Content starts
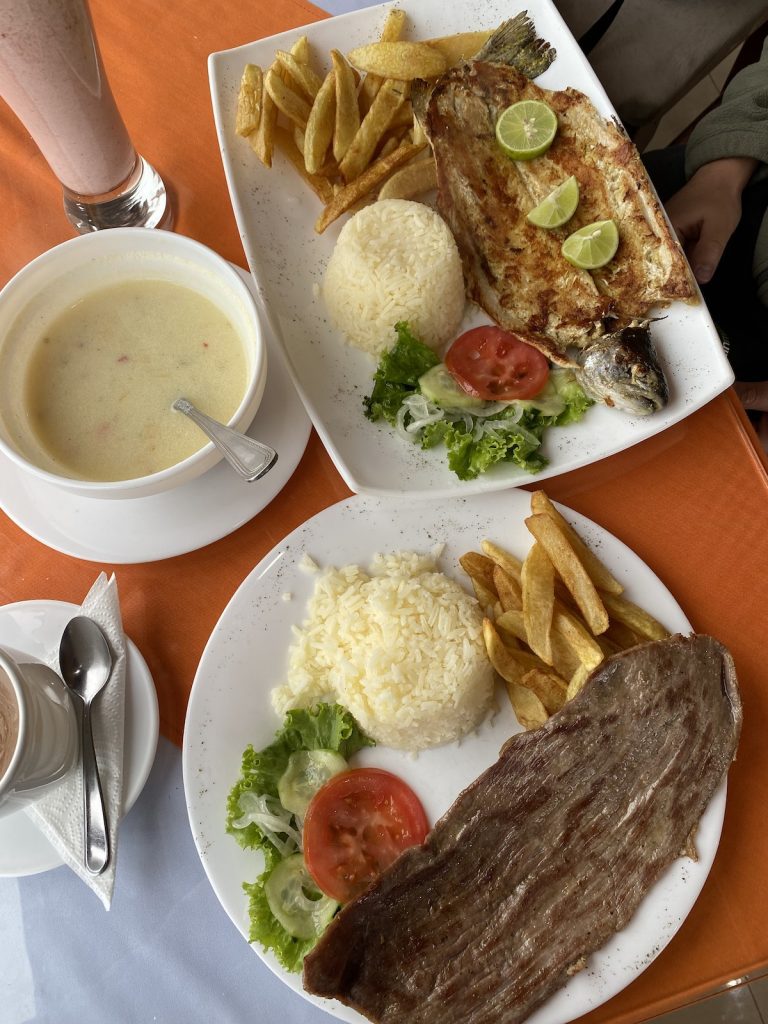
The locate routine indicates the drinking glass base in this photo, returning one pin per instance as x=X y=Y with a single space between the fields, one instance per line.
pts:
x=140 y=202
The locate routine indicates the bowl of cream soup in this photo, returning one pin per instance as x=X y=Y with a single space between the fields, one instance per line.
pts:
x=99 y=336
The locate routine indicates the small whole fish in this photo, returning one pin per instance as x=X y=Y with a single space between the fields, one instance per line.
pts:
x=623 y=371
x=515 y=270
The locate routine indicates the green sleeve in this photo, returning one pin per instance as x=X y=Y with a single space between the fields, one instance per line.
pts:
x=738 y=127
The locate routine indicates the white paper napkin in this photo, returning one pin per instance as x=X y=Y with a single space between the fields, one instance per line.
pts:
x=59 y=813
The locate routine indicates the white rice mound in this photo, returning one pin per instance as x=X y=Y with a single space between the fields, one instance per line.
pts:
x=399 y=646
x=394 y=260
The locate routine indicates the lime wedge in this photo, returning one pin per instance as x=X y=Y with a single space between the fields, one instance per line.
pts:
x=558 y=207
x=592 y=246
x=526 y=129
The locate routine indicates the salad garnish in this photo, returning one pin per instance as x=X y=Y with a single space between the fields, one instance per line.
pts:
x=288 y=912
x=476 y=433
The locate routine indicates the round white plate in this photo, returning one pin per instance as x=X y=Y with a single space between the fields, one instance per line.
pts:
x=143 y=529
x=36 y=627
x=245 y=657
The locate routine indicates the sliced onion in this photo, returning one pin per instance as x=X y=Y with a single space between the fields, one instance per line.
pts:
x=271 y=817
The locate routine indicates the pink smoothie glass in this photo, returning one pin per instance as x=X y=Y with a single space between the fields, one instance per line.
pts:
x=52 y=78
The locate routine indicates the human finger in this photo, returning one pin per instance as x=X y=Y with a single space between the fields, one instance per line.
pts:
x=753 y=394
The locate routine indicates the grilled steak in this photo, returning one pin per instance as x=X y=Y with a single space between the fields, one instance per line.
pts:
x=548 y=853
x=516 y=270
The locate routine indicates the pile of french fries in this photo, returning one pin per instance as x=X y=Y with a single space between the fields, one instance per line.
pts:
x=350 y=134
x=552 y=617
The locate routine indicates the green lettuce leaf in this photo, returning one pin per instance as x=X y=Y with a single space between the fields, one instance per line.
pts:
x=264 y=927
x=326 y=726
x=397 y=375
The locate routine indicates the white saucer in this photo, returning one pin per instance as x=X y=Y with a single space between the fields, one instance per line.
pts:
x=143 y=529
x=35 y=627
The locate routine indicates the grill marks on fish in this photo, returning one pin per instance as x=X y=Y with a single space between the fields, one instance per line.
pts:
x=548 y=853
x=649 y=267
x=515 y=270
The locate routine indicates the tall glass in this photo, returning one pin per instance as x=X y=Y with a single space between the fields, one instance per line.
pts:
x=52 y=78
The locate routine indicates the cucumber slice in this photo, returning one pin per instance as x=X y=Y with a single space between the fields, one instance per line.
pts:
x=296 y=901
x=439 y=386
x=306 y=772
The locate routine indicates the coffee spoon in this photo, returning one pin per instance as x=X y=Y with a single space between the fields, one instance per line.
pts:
Content ends
**PROBLEM DETAILS**
Leave every image out, and retype the material exactly.

**SOLUTION BELOW**
The locate routine indicates the drinking glass base in this photo, returning one pin per instance as x=X y=Y with a single space between the fields, one instance per line.
pts:
x=140 y=202
The locate routine indicates the bowl of cream soup in this photo, returning one pin per instance as x=X y=Y with a single space between the fields, one instance per line.
pts:
x=99 y=336
The locate routine indicates the small whole fish in this photo, returning one pin per instance as x=X y=Y with a single space between the fields, one instance per line.
pts:
x=623 y=371
x=515 y=270
The locate routine indicates the green sleeve in this photo, returning one pin per instance as x=X y=Y with a single space between the fields, one instance per line.
pts:
x=738 y=127
The locate routine indicates the white paper napkin in this photo, returning one pin per instance as x=X y=Y with a single space between the fields, one instance per line.
pts:
x=59 y=813
The locate routine indicates the white rice mound in this photo, returning one pin per instance as x=X y=Y with a single space between the fields, one instance per line.
pts:
x=399 y=646
x=394 y=260
The locate routine indicates the lime wedge in this photo, returning one pin per instance as x=X y=Y with a single space between the fields, one instance per line.
pts:
x=558 y=207
x=592 y=246
x=526 y=129
The locate routine indicates the salad garnish in this photo, returning one pin per instance as x=X y=Y with a single space between the fields, one instance per line.
pts:
x=288 y=912
x=476 y=433
The locate routine indicates the round white plate in this photo, returning one pin per instance as x=X y=Y with a single space between the fields, one instance per line.
pts:
x=143 y=529
x=36 y=627
x=245 y=657
The locate routine indicates the sliced onion in this photo, returning one pin per instance as x=X y=Y with a single space between the fields, one instance per line.
pts:
x=271 y=817
The locate routine indicates the pink smoothie glass in this photo, returning one pin per instance as x=X y=Y with a single space between the fields, one instance per line.
pts:
x=52 y=78
The locate routine indicates the human finger in this photo, returning one pin per instance as x=X y=Y with a single space between the fields, one instance per line.
pts:
x=753 y=394
The locate routine indicates the grilled steak in this photo, returning one pin per instance as x=X y=Y with a single space between the fields, one instance per line.
pts:
x=548 y=853
x=516 y=270
The locate routine indicates the pile of french fries in this photo, returning one pin per instance as x=X y=Y with a single space between the fields, one instance per line.
pts:
x=350 y=134
x=552 y=617
The locate routine indicates the green lettuce leaf in this photo, returning one pin per instance as x=X y=Y with a single space between the fields, one instance per line.
pts:
x=264 y=927
x=326 y=726
x=397 y=375
The locate routine indicates the white saucer in this photo, returning one pin per instance as x=X y=Y with a single space between the fields, one instance per line.
pts:
x=143 y=529
x=35 y=627
The locate routine indicates the grill marks on fish in this photo, returning one pin per instance as x=X y=Y with a single space between the fields, one instance per line.
pts:
x=548 y=853
x=649 y=267
x=515 y=270
The locate routine indicates the tall glass in this photo, returning one pin per instance as x=X y=Y with a single space between the fields, one instance per line.
pts:
x=52 y=78
The locate routine indicates the cucumber slice in this photo, returning one pin per instance as x=X y=Y with a single space between the fields, one instance per line.
pts:
x=296 y=901
x=439 y=386
x=306 y=772
The locate routine indicates the coffee spoon in this photo, returning one pin per instance as x=X y=Y with a single space between the fields, one instance per line.
pts:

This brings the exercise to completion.